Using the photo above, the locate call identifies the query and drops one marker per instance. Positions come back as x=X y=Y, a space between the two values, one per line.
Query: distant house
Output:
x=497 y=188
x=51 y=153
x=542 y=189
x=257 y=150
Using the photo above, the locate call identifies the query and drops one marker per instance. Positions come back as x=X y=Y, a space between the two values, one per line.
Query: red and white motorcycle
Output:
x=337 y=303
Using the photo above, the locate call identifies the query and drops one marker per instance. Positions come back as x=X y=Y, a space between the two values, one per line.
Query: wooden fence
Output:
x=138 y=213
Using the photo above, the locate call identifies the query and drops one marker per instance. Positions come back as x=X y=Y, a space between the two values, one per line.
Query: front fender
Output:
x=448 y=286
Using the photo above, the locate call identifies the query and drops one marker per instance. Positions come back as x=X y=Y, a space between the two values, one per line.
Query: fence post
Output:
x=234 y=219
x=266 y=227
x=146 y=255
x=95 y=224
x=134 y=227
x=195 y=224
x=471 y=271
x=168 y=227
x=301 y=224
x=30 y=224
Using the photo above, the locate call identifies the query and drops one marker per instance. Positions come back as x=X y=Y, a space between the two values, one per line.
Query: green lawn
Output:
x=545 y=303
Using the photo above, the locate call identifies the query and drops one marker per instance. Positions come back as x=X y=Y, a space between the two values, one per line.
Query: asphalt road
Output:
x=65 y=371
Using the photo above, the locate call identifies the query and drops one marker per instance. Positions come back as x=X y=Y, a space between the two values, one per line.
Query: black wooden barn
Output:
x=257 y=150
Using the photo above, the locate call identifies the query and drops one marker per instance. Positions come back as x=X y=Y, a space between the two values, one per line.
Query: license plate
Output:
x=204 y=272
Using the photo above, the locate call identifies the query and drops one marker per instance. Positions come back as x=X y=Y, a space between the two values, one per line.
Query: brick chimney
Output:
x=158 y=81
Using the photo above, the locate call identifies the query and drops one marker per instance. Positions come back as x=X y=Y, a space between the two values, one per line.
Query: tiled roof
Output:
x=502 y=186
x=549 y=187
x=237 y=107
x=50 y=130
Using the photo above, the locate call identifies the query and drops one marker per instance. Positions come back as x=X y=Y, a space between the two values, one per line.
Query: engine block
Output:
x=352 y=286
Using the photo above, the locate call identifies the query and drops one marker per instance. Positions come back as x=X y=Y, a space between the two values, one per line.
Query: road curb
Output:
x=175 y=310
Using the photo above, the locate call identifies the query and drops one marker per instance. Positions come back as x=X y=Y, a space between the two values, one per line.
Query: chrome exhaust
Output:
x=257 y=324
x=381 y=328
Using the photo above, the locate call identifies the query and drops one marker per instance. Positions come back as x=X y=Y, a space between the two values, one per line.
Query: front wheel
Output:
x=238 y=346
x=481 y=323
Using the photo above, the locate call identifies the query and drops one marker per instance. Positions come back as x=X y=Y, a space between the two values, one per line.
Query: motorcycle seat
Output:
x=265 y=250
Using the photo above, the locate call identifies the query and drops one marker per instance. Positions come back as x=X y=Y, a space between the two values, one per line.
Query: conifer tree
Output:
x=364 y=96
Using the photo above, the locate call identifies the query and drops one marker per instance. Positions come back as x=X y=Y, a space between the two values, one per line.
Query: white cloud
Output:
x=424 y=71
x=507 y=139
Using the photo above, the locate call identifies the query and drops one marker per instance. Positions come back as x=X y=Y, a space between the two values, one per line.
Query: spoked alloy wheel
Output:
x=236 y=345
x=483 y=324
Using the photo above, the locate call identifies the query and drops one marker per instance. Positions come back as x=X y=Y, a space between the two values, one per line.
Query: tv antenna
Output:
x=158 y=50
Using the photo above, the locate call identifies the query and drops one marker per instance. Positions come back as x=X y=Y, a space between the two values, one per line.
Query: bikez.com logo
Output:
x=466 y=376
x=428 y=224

════════

Give the listing above again in full, exactly as written.

Using the photo above, the locate call identifies the query and drops one marker per instance. Positions come back as x=X y=Y, a space between the two values, one per line.
Query: distant house
Output:
x=497 y=188
x=51 y=153
x=542 y=189
x=257 y=150
Using the photo above, the locate call identifies the query and drops one marker per instance. Positions come back as x=X y=Y, a space between the two values, one per line.
Query: red and white motorcycle
Output:
x=337 y=303
Using the photo above, the locate call identifies the query and drops one marker per instance. Positions come back as x=X y=Y, a space between the two values, one per line.
Query: wooden fence
Output:
x=138 y=213
Using the photo above, the locate call identifies the query and drops one marker per instance. Positions come back as x=X y=Y, a space between the two values, one per line.
Query: front fender
Output:
x=448 y=286
Using the photo above, the locate call identifies the query and drops one marker per instance. Positions come back as x=X y=Y, a space between the two values, one per line.
Query: fence post
Output:
x=234 y=219
x=266 y=227
x=146 y=255
x=95 y=224
x=134 y=227
x=195 y=224
x=471 y=271
x=168 y=227
x=301 y=224
x=30 y=224
Using the photo above, the locate call identifies the query and drops one marker per instance. Positions come back as x=X y=Y, a space between the two values, one per line.
Query: green lawn
Output:
x=545 y=303
Using the photo above, the locate call identifies the query and drops one marker per instance. Positions come back as x=X y=Y, a space between the two values, one per line.
Query: asphalt road
Output:
x=65 y=371
Using the photo above, the locate call identifies the query and drops one marker per instance. Positions come back as x=X y=Y, a space between the two values, one per line.
Query: black wooden barn
Output:
x=257 y=150
Using the photo above, the locate call identifies the query and drops one marker per instance. Positions come back as x=X y=Y, a space between the two values, one per line.
Query: license plate
Output:
x=204 y=272
Using the photo above, the locate call identifies the query and drops one marker per instance. Positions come back as x=X y=Y, a space between the two values, one per line.
Query: brick chimney
Output:
x=158 y=81
Using the photo above, the locate call identifies the query and drops one marker per instance. Positions come back as x=X y=Y, a space between the two values, one per line.
Query: tiled roof
Output:
x=502 y=186
x=549 y=187
x=237 y=107
x=50 y=130
Using the photo above, the locate call identifies the query and drops one marker per instance. Positions come back as x=X y=Y, a space between the two values, one per line.
Query: engine block
Output:
x=352 y=286
Using the photo above, the locate call identifies the query and drops one marker per instance. Positions come back as x=X y=Y, a space between the two values, one per line.
Query: road curb
Output:
x=175 y=310
Using the photo above, the locate call identifies the query and drops one marker per instance. Positions come back as x=X y=Y, a space between the two values, one per line.
Query: chrome exhaust
Output:
x=257 y=324
x=381 y=328
Using the photo above, the locate call identifies the query and drops one marker per instance. Positions come back as x=X y=Y, a space between the two values, one per line.
Query: front wheel
Output:
x=238 y=346
x=481 y=323
Using the photo above, the locate call identifies the query and drops one marker per instance. Positions come back as x=X y=Y, a space between the two values, one per line.
Query: motorcycle seat
Output:
x=265 y=250
Using the photo above, the locate call identifies the query and drops one marker per instance. Positions come back as x=X y=Y, a space between the two values, one per line.
Query: conifer tree
Output:
x=364 y=96
Using the photo above, the locate call identifies the query and drops one marker per instance. Positions come back as x=X y=Y, a space between the two values, one per line.
Query: white cloud
Output:
x=424 y=71
x=507 y=139
Using the photo above, the locate call identifies the query and drops one marker per instance. Positions come back as x=X y=Y, a space between the two values, one per line.
Query: spoked alloy wheel
Output:
x=236 y=345
x=483 y=324
Using the photo above, the locate call identifies the query and drops one marker per instance. Positions come back as x=X y=Y, a space between the two values, one per line.
Query: tv antenna
Output:
x=158 y=50
Using the photo above, the locate call identifies the query and drops one marker per instance. Positions come back as x=X y=Y, a space between the two values, one per line.
Query: bikez.com logo
Output:
x=466 y=376
x=428 y=224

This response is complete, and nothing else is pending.